* WORK TO DO *
Copy out each of the items below word for word, with no changes.

— START RECORDED DATA —

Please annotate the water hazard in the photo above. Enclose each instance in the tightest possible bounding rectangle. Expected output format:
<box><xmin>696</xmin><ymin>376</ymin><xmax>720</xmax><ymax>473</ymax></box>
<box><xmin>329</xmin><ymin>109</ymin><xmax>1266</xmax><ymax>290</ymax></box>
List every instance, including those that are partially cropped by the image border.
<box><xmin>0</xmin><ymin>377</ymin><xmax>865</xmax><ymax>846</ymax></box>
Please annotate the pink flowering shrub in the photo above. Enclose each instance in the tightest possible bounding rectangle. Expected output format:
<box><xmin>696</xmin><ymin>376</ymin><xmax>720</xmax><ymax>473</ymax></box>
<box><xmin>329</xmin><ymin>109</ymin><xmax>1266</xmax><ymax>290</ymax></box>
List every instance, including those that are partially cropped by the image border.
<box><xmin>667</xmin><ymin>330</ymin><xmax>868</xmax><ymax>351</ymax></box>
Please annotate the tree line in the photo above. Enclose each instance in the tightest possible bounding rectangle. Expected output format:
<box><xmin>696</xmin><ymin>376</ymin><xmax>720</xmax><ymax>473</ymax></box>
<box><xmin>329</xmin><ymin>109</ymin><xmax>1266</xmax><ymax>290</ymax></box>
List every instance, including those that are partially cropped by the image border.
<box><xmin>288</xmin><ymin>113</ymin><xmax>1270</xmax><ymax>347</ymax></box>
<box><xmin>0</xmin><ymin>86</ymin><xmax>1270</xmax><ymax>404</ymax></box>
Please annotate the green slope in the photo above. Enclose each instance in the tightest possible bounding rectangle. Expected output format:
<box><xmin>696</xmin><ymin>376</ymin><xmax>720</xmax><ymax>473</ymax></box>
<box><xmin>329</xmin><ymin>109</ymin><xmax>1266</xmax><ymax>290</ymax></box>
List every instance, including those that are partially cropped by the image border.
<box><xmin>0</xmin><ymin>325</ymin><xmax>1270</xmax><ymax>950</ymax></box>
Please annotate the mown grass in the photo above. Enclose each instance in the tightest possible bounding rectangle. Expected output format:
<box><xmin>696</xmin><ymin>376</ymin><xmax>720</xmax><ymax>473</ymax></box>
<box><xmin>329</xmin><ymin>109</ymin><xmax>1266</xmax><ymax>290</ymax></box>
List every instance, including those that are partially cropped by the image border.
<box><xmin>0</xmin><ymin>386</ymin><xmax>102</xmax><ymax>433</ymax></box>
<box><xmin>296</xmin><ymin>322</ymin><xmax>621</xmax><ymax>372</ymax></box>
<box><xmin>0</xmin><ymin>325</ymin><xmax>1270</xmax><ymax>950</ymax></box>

— END RECORDED DATA —

* SOLUTION TO THE EXERCISE *
Please annotate the water hazard in the photo above. Enclose each instance in the tightest possible bounding rectangle. Expected output format:
<box><xmin>696</xmin><ymin>376</ymin><xmax>720</xmax><ymax>473</ymax></box>
<box><xmin>329</xmin><ymin>109</ymin><xmax>1266</xmax><ymax>290</ymax></box>
List every instance, including those that are partially cropped by the image border.
<box><xmin>0</xmin><ymin>377</ymin><xmax>865</xmax><ymax>846</ymax></box>
Please annotate the pink flowering shrub in the photo above. Enclose each instance in the tightest possible bounding rectangle. Expected output format:
<box><xmin>696</xmin><ymin>376</ymin><xmax>720</xmax><ymax>473</ymax></box>
<box><xmin>329</xmin><ymin>109</ymin><xmax>1266</xmax><ymax>290</ymax></box>
List every instance, including those that are partially cropped by the image border.
<box><xmin>667</xmin><ymin>330</ymin><xmax>868</xmax><ymax>351</ymax></box>
Please annotate the tree line in the photo above. Enclose each instance in the tightest possible bounding rectangle. Expected output format:
<box><xmin>696</xmin><ymin>376</ymin><xmax>720</xmax><ymax>473</ymax></box>
<box><xmin>329</xmin><ymin>109</ymin><xmax>1266</xmax><ymax>290</ymax></box>
List every instance, including those that are partially cropped by the image border.
<box><xmin>288</xmin><ymin>113</ymin><xmax>1270</xmax><ymax>347</ymax></box>
<box><xmin>0</xmin><ymin>86</ymin><xmax>1270</xmax><ymax>404</ymax></box>
Please annotate the green slope in the photo above. Enclose each instance in the tightest possible bounding rectangle. Expected output format:
<box><xmin>696</xmin><ymin>376</ymin><xmax>720</xmax><ymax>473</ymax></box>
<box><xmin>329</xmin><ymin>109</ymin><xmax>1266</xmax><ymax>290</ymax></box>
List every instance, including those that are partially cropped by the image border.
<box><xmin>0</xmin><ymin>325</ymin><xmax>1270</xmax><ymax>950</ymax></box>
Please annotate the mown grass in the photo above. Enclose each instance in the tightest possible bounding rectangle. Expected output format:
<box><xmin>696</xmin><ymin>376</ymin><xmax>720</xmax><ymax>473</ymax></box>
<box><xmin>329</xmin><ymin>109</ymin><xmax>1266</xmax><ymax>290</ymax></box>
List every instance, including those that are partially cropped by the image border.
<box><xmin>0</xmin><ymin>386</ymin><xmax>102</xmax><ymax>433</ymax></box>
<box><xmin>296</xmin><ymin>322</ymin><xmax>621</xmax><ymax>372</ymax></box>
<box><xmin>0</xmin><ymin>325</ymin><xmax>1270</xmax><ymax>950</ymax></box>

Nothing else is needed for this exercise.